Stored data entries

----------------------------------------

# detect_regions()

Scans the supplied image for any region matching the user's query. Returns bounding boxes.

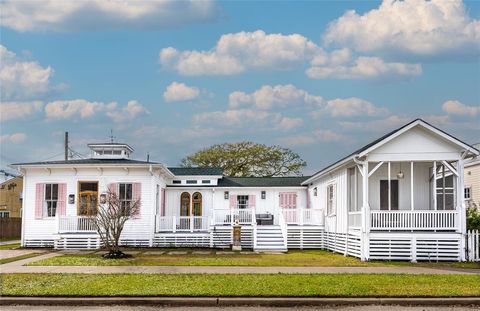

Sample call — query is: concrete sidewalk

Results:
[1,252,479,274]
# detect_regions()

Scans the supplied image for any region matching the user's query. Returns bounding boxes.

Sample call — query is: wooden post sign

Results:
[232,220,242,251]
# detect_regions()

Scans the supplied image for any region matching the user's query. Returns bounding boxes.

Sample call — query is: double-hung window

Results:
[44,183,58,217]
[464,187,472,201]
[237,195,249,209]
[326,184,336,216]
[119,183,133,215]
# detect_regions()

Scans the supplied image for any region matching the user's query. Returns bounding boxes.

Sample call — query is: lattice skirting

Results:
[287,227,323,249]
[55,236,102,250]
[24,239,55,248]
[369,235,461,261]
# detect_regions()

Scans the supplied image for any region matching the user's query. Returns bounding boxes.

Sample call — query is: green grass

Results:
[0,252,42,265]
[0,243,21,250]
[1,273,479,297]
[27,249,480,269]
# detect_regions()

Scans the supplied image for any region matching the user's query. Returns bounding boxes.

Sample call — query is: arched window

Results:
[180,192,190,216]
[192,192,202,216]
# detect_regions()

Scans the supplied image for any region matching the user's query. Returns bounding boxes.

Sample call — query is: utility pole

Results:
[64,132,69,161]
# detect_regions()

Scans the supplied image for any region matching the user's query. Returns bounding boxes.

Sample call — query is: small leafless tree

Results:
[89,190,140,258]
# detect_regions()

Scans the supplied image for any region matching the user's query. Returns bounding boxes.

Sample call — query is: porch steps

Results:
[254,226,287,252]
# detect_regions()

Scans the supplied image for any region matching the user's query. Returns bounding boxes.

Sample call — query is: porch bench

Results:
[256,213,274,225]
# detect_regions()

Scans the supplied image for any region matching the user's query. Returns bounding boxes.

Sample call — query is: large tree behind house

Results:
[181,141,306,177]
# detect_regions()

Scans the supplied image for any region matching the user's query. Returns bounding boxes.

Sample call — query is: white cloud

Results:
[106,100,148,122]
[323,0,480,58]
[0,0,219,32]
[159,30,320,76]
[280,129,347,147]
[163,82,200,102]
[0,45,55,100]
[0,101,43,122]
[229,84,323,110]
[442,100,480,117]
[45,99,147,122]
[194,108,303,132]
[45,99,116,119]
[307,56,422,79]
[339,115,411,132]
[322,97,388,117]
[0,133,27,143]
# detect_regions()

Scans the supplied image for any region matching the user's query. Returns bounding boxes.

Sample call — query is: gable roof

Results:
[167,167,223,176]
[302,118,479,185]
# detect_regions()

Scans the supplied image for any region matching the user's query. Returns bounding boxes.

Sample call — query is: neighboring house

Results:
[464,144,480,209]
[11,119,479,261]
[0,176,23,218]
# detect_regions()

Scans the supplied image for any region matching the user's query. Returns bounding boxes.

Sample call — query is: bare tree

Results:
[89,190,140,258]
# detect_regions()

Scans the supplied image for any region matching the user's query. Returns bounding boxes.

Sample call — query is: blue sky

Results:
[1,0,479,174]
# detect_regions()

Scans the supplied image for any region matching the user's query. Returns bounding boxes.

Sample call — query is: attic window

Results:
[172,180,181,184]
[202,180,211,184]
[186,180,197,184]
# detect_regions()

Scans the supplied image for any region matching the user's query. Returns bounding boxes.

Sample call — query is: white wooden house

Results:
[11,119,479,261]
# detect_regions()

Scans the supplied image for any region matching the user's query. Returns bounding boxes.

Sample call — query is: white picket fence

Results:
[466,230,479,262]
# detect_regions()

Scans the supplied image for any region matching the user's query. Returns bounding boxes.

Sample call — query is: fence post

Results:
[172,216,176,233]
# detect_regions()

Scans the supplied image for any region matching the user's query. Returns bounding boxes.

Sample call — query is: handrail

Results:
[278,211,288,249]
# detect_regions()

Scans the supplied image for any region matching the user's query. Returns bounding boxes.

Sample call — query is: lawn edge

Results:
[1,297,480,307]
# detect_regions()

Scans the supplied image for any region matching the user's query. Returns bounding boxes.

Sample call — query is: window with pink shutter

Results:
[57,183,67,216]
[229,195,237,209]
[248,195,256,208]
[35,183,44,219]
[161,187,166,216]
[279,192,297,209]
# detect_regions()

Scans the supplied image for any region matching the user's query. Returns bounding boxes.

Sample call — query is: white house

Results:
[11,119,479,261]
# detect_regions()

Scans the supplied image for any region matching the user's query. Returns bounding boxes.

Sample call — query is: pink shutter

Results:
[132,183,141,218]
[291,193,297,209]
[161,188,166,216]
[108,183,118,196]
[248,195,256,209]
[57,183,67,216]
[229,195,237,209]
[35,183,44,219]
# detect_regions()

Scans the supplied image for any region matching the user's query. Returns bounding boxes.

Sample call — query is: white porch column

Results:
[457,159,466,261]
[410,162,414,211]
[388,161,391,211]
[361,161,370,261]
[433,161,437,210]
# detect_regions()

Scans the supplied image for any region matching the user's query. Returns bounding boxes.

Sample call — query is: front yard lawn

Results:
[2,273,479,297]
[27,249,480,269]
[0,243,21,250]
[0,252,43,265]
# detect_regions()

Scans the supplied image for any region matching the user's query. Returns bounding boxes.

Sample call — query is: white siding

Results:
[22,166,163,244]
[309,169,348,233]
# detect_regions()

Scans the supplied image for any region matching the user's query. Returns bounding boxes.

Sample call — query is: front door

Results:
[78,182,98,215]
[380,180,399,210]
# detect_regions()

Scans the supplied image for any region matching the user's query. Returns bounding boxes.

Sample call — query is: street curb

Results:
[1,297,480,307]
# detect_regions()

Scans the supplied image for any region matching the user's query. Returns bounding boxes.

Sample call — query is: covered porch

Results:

----------------------------------------

■ WORK ORDER: Throughout the data above, copy all lines where the word "window" is found.

■ RESPONSE FOR THIS EXERCISE:
Sample call — query is: double-hung window
Sample call — query is: arched window
Sample call — query is: attic window
Sample call — query is: window with pink shutter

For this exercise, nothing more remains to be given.